What this task involves: Reproduce the lines below verbatim, starting at the line that contains "Task: spot one point per instance of the red dress." and ending with the final line.

Pointing dataset excerpts:
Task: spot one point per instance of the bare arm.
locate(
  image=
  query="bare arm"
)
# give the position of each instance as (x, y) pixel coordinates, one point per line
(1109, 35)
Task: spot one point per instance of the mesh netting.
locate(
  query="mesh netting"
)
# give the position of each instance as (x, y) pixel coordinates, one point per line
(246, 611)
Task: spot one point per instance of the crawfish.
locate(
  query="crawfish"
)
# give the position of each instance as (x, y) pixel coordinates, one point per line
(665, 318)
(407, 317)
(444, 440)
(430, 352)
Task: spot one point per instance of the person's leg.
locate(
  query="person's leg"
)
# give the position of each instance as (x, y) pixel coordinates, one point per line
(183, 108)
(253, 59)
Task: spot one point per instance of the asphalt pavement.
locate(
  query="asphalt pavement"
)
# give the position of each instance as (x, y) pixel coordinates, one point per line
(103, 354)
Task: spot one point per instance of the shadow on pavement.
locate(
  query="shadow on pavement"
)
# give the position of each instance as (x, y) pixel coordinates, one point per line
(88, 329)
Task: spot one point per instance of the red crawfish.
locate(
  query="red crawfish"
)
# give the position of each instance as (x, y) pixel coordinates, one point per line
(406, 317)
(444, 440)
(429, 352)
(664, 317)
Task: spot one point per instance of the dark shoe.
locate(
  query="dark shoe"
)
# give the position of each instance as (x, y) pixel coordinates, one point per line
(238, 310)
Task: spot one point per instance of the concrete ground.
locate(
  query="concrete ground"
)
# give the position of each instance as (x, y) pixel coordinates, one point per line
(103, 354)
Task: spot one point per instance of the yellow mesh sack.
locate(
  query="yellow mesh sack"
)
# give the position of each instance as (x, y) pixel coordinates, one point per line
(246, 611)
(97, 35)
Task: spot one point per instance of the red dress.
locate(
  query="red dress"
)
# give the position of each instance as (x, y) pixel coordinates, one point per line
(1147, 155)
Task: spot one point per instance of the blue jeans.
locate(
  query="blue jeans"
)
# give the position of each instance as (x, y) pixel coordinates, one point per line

Answer for the task:
Task: spot one point per instance of the red dress.
locate(
  query="red dress"
)
# give the position of each instance as (x, y) pixel coordinates, one point per line
(1147, 155)
Task: spot one point per instance of the blue jeans.
locate(
  query="blue jeans"
)
# give the position of each instance as (x, y) pixel coordinates, one point per line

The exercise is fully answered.